> [DOCUMENT SEGMENT]
******
Doctor X (film)

Doctor X (film)
Doctor X

Doctor X One-Sheet
Directed by Michael Curtiz
Produced by Hal B. Wallis (uncredited)
Darryl F. Zanuck (uncredited)
Written by Robert Tasker (screenplay)
Earl Baldwin (screenplay)
Allen C. Miller (play)
Howard W. Comstock (play)
Starring Lee Tracy
Fay Wray
Lionel Atwill
Music by Bernard Kaun
Leo F. Forbstein
Cinematography Ray Rennahan
Editing by George Amy
Distributed by First National Pictures
(through Warner Bros.)
Release date(s) August 3, 1932 (New York Premiere)
Running time 76 minutes
Country United States
Language English

Doctor X (1932) is a First National/Warner Bros. horror and mystery film based on the play of the same name. It was directed by Michael Curtiz and stars Lee Tracy, Fay Wray, and Lionel Atwill.
******
> [WORK ITEM A]
According to the film entry, who was responsible for the cinematography of Doctor X?
> [WORK ITEM B]
Using the film entry, explain why Allen C. Miller and Howard W. Comstock appear among the writers with the note "(play)."
> [WORK ITEM C]
Reproduce the part of the film entry starting with "Howard W. Comstock" and going on through "(through Warner Bros.)".

> [INFORMATION SUPPLIED]
******
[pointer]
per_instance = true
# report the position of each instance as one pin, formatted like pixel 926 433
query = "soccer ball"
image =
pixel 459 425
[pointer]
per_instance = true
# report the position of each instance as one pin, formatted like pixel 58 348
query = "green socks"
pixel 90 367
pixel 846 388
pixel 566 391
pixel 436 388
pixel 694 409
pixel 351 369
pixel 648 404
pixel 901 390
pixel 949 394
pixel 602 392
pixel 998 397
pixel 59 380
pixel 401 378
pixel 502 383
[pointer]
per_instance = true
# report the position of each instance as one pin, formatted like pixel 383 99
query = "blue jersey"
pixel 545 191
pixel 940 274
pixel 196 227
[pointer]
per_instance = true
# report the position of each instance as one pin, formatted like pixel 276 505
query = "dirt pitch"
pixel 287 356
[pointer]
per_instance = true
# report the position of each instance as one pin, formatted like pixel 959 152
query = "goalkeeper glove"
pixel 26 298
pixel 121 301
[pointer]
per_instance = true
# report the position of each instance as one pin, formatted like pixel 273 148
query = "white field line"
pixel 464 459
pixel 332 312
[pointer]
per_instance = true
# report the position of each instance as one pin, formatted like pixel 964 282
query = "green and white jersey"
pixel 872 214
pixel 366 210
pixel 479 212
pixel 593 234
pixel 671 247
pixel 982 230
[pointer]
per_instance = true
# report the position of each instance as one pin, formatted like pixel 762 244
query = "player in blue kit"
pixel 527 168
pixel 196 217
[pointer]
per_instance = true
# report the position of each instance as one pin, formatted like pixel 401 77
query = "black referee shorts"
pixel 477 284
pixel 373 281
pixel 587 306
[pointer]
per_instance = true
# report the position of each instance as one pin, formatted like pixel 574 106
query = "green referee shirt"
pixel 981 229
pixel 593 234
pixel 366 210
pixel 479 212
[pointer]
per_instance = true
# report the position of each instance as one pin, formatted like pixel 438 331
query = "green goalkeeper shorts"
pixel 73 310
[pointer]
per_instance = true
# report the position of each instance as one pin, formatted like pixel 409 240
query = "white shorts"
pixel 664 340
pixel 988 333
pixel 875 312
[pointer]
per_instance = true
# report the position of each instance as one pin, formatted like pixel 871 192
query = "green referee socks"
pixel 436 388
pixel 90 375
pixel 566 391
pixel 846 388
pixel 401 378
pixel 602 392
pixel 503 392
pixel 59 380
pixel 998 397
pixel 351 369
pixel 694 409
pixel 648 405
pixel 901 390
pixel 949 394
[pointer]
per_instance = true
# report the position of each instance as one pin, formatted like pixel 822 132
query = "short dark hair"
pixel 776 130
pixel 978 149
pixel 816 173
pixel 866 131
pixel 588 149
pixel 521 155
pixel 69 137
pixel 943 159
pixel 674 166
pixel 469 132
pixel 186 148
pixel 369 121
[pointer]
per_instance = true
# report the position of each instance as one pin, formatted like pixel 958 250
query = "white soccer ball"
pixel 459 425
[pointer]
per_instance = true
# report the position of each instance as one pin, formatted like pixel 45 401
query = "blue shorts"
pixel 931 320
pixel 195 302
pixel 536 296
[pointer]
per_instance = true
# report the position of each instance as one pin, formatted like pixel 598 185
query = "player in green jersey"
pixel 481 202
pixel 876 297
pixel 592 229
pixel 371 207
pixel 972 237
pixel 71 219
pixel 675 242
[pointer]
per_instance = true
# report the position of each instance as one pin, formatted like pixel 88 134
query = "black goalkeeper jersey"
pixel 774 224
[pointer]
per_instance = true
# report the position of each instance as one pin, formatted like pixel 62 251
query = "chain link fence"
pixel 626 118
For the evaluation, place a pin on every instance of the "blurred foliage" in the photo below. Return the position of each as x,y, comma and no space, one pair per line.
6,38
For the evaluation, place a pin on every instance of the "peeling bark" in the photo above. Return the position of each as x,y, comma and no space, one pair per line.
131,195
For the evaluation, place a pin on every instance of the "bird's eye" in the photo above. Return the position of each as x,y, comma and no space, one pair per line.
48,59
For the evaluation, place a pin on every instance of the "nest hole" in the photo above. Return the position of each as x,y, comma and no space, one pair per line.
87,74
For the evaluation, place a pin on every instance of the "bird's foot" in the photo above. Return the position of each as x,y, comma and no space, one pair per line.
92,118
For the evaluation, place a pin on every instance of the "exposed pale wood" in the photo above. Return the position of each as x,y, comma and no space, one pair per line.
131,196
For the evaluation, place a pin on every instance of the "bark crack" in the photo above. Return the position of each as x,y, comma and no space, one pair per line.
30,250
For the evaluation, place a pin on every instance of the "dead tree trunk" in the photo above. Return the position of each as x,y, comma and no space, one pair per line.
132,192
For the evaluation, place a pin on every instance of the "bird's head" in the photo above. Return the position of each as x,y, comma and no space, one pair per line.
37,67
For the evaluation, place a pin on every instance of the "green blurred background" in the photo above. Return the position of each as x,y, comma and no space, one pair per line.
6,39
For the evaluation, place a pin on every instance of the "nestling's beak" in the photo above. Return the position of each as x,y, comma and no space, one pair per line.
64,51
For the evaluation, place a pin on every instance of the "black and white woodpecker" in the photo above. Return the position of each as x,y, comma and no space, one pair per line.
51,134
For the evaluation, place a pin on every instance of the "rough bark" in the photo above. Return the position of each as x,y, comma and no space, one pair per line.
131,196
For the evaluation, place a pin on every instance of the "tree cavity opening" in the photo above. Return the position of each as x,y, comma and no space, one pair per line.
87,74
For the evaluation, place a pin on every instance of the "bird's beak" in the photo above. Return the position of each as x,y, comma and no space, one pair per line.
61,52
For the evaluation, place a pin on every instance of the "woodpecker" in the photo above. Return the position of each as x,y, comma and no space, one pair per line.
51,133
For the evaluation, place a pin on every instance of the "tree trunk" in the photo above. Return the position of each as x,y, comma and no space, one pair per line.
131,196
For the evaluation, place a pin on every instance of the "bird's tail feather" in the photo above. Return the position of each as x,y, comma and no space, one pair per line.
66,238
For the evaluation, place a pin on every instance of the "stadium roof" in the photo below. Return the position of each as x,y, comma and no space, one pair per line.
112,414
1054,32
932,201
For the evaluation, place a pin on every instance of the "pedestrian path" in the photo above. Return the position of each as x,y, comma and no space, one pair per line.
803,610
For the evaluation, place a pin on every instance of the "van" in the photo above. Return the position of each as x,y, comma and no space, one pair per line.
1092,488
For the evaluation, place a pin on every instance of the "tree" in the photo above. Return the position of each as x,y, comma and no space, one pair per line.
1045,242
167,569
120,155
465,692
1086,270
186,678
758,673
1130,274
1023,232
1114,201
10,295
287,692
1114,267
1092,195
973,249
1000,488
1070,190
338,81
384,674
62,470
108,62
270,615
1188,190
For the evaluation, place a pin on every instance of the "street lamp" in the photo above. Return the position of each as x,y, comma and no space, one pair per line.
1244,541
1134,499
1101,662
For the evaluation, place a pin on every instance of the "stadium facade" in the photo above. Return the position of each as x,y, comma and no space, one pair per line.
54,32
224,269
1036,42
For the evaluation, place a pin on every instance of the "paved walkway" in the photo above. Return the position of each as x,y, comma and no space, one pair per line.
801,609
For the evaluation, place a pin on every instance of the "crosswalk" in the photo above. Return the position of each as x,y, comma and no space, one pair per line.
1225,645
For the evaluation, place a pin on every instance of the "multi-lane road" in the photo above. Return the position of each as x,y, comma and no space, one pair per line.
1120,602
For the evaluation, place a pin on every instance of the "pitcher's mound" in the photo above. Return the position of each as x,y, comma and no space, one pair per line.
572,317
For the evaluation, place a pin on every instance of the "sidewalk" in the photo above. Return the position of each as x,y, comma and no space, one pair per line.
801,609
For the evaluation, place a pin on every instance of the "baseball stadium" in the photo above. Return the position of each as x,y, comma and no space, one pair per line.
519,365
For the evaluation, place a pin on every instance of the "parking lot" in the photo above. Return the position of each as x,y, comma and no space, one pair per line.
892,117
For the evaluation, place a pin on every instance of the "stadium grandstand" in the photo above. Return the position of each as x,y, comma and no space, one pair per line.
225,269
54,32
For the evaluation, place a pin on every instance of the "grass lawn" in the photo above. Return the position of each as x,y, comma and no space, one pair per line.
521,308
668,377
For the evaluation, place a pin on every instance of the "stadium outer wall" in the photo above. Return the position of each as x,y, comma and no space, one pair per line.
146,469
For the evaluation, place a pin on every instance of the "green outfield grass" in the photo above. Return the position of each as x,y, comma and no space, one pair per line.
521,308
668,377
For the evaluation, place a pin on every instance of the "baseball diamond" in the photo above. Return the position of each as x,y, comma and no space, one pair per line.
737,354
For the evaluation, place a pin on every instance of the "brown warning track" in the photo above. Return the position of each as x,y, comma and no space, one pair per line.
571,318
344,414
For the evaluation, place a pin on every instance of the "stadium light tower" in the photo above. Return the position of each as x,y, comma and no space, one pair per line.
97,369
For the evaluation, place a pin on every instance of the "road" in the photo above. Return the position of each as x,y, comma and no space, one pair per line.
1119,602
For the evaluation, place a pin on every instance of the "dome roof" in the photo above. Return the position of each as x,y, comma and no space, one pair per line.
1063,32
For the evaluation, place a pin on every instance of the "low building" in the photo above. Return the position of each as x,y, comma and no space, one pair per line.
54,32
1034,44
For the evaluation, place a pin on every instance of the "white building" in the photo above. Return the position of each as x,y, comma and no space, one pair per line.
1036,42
******
> [WRITTEN SOLUTION A]
Ray Rennahan

> [WRITTEN SOLUTION B]
The entry says Doctor X is based on the play of the same name. Miller and Comstock are credited as the authors of that play. Robert Tasker and Earl Baldwin are credited with the screenplay.

> [WRITTEN SOLUTION C]
Howard W. Comstock (play)
Starring Lee Tracy
Fay Wray
Lionel Atwill
Music by Bernard Kaun
Leo F. Forbstein
Cinematography Ray Rennahan
Editing by George Amy
Distributed by First National Pictures
(through Warner Bros.)